_To do_: Change "blurred background" to "out-of-focus background" in the entries below and give back only the lines starting at the one containing "Rules. Find each instance of the fallen" and ending at the one containing "point(190, 175)", with everything else in those lines left as it is.

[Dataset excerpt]
☆ ☆ ☆ ☆ ☆
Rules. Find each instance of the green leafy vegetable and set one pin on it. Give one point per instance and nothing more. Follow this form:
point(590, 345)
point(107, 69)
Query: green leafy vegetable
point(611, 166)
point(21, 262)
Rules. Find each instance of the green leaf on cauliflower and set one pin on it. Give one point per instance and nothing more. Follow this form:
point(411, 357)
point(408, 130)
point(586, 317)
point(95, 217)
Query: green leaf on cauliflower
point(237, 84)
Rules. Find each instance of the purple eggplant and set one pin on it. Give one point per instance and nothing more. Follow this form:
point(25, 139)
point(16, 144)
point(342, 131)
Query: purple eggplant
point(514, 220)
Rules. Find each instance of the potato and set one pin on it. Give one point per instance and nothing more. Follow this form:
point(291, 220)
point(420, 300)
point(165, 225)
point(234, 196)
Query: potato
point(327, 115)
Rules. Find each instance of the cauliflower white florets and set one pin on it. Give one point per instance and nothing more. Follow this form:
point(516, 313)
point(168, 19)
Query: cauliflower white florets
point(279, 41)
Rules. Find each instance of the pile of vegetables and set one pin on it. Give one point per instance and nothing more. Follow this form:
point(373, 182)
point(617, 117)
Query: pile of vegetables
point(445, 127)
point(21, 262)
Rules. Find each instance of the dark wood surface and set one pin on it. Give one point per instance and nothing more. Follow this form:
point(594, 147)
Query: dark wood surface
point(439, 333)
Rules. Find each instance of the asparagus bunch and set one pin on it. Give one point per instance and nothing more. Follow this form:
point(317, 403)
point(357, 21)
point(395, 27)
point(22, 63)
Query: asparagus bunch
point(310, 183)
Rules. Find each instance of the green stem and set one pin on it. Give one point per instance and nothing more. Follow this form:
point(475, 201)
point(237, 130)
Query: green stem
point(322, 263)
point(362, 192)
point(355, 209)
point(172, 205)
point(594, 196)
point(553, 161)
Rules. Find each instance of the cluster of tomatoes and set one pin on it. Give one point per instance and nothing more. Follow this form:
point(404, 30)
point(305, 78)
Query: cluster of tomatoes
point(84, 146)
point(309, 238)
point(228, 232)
☆ ☆ ☆ ☆ ☆
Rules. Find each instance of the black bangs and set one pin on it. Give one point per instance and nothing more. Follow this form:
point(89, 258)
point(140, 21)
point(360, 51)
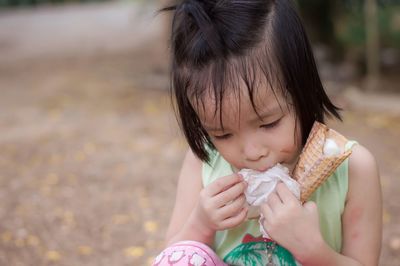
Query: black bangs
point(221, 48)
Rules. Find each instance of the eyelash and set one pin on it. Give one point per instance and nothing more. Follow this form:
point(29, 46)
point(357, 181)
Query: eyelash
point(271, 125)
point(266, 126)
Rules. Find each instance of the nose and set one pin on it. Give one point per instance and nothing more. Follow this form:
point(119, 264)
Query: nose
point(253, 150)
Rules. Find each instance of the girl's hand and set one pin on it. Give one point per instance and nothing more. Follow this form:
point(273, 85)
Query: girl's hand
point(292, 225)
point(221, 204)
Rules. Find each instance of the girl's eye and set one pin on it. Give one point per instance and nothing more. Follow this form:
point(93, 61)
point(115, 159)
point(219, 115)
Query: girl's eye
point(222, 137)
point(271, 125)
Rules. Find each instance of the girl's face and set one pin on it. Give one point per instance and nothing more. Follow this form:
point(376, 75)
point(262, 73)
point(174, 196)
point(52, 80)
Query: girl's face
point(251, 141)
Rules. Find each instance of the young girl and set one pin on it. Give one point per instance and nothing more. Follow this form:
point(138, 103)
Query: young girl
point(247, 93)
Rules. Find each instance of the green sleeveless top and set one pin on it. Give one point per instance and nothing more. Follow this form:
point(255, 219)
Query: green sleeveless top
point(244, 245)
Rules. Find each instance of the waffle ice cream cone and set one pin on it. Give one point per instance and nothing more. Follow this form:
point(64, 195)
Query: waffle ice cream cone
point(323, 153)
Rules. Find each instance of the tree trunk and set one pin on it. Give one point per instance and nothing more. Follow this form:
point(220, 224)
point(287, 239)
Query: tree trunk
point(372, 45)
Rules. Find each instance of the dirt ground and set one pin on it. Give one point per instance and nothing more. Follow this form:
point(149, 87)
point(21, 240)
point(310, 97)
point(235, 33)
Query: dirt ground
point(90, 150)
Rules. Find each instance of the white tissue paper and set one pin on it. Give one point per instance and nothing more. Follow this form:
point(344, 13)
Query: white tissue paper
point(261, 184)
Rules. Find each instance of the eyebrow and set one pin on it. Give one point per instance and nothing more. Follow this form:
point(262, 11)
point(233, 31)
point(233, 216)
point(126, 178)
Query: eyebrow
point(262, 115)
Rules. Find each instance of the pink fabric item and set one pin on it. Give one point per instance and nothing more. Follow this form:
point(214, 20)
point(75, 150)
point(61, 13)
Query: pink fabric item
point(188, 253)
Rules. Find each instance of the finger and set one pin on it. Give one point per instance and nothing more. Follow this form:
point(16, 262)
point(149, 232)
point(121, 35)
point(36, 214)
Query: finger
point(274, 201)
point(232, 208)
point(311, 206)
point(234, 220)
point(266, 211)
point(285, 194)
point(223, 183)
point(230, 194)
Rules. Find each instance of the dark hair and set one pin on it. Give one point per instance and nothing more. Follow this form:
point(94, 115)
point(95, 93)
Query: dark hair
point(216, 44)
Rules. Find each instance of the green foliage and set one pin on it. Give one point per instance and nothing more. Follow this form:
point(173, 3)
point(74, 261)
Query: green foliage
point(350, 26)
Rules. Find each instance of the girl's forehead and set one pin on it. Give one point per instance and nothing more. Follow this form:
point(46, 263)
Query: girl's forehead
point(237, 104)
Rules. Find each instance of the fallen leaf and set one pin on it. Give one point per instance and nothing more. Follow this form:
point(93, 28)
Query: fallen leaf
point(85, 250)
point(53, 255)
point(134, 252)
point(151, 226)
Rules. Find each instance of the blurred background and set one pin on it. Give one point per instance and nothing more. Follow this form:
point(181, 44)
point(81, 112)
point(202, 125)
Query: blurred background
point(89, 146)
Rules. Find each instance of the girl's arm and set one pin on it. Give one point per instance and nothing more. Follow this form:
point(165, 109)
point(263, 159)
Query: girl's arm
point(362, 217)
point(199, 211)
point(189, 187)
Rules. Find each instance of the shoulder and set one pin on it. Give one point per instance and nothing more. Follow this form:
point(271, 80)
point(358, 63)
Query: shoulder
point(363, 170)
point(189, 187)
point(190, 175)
☆ ☆ ☆ ☆ ☆
_Solution for this task_:
Rules. Find each instance of the fallen leaf and set one pin on it. Give one point per instance and nothing more. Follow this form:
point(93, 28)
Query: fallen leaf
point(85, 250)
point(53, 255)
point(134, 252)
point(151, 226)
Rules. Find each instance of the out-of-focus background and set one pin on it. Give one point per instance and nothing more. Follow this form:
point(181, 44)
point(81, 112)
point(202, 125)
Query: out-of-focus background
point(89, 146)
Rules. Find each instance of the girl's arm and set one pin on it. Give one point per instance and nothing more. Follow this form:
point(165, 109)
point(263, 159)
Query: girl's arm
point(362, 217)
point(199, 211)
point(189, 187)
Rules. Find each instance of the shoulder and set one pin on it. Give one point per instance and nothing more. Follow this form:
point(271, 80)
point(358, 63)
Query: shoulder
point(363, 170)
point(189, 187)
point(190, 175)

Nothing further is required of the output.